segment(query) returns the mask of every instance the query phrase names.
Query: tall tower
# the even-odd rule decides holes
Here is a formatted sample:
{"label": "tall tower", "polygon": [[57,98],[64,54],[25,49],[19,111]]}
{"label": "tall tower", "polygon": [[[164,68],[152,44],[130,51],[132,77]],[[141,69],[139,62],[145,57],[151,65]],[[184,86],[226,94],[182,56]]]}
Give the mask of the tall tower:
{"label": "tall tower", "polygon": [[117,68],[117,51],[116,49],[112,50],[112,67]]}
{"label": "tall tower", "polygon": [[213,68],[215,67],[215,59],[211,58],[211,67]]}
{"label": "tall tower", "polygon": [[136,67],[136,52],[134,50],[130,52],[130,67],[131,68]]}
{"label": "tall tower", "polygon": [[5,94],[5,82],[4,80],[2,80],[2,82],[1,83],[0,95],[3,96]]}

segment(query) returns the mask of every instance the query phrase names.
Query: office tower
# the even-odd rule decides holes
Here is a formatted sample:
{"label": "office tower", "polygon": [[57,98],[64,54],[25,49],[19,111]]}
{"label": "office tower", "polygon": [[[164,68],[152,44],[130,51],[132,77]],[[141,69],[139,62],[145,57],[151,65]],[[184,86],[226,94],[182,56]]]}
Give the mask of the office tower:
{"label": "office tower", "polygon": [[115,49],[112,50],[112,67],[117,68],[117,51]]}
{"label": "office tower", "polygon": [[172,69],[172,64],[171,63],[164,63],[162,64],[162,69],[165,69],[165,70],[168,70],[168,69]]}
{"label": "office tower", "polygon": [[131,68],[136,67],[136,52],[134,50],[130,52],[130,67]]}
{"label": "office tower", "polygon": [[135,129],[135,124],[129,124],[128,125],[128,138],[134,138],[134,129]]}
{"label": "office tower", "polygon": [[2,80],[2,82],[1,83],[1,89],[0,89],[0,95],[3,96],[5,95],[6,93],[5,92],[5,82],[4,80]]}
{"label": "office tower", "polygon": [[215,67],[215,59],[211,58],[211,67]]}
# # # # #
Kayıtların başından "Give the mask of the tall" ifadesini içeren satıra kadar, o satır da dahil olmak üzere, tüm satırları "instance" yerine "object" koyarak yeniden yazınız. Diğer her şey aynen kalmalıdır.

segment(query) returns the mask of every object the query phrase names.
Query: tall tower
# the even-odd rule decides holes
Here is a formatted sample:
{"label": "tall tower", "polygon": [[57,98],[64,54],[25,49],[19,111]]}
{"label": "tall tower", "polygon": [[[164,68],[152,44],[130,51],[132,77]],[[141,69],[139,62],[145,57],[151,65]],[[184,86],[226,94],[182,56]]]}
Give the mask of the tall tower:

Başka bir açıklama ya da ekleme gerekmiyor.